── MATERIAL FOR THE TASK ──
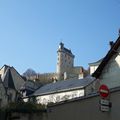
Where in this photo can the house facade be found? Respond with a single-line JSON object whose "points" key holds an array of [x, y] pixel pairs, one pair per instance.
{"points": [[10, 84], [62, 91]]}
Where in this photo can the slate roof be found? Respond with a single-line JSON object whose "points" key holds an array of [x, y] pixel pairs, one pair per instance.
{"points": [[64, 85], [12, 79], [106, 59]]}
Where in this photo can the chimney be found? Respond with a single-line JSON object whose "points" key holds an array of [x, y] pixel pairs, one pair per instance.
{"points": [[111, 43]]}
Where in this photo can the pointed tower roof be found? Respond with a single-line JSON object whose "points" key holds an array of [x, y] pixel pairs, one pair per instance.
{"points": [[12, 79]]}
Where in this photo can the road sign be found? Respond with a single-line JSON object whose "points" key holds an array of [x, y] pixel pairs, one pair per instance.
{"points": [[104, 91], [104, 102], [104, 108]]}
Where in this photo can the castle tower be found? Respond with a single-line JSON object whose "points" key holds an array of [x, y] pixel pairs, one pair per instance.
{"points": [[65, 61]]}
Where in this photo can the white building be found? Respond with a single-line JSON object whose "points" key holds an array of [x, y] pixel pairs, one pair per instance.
{"points": [[62, 90]]}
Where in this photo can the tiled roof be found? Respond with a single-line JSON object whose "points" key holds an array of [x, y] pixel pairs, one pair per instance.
{"points": [[106, 59], [64, 85]]}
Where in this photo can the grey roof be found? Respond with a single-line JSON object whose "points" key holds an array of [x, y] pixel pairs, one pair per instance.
{"points": [[65, 85], [12, 79]]}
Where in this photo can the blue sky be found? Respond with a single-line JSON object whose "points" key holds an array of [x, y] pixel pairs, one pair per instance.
{"points": [[31, 30]]}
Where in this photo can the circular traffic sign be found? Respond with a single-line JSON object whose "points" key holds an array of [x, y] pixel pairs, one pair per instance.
{"points": [[104, 91]]}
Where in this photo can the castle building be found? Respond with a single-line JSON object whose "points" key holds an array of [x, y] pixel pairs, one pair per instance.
{"points": [[65, 61], [65, 68], [65, 65]]}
───
_YOUR ASSIGNMENT_. Without the pictures, retype each line of the records above exactly.

_ANSWER SPACE_.
Where in this photo can the house facade be found? Respond with a single-line JSON object whose "points" key holds an array of [x, y] pixel pairs, one pair per instance.
{"points": [[10, 84], [62, 91]]}
Where in this photo can the slate roof be found? Respond with a single-line JSON object whose "points" key holds an array of [x, y] pixel pairs, one pair per instance.
{"points": [[64, 85], [12, 79], [106, 59]]}
Where in this photo can the chimney be found? Respond with a single-line JSON object whose "points" key holds an array of [x, y] pixel pairs, one pair per instance.
{"points": [[111, 43]]}
Where in this photo can the pointed tower roof be found? Respond with a single-line JSON object whose "points" key holds an array of [x, y] pixel pairs, one pair per instance.
{"points": [[12, 79]]}
Where in this photo can the road sign be found? Respond with a single-line JSON object whose "points" key holds an array of [x, y] pixel pairs, one pair per instance.
{"points": [[104, 91], [104, 102], [104, 108]]}
Where in this photo can the castle tower be found? Respond with a single-line JSON object whose "points" key holds an array of [x, y] pixel pairs, one pair per instance.
{"points": [[65, 61]]}
Where in this photo can the white building be found? Respond with a single-line JSON object whose "points" key holds an array of [x, y] pixel pairs, one pair per instance.
{"points": [[62, 90]]}
Where in this photo can the tiled roof be found? Respond with a single-line JSON object whose "points" key holds an array of [x, y] pixel pairs, one pair per instance.
{"points": [[106, 59], [64, 85]]}
Where in this photo can the grey roof be found? Respond with a single-line JSON object whose "points" key holds an array of [x, y] pixel pairs, one pair per instance.
{"points": [[65, 85], [12, 79]]}
Where in this photo can the blue sky be found? Respond with a single-line JSON object whose "points" key holds an array of [x, y] pixel pairs, one pair per instance.
{"points": [[31, 30]]}
Where in this photo can the circular traffic sign be found? Respond with a single-line JSON object whose "points" key holds an array of [x, y] pixel pairs, one pair per instance.
{"points": [[104, 91]]}
Where in this photo can the castle building be found? Respond with a single-line JSON object whose "points" key holds an array of [x, y] pixel pairs, one pair per instance.
{"points": [[65, 61], [65, 68], [65, 65]]}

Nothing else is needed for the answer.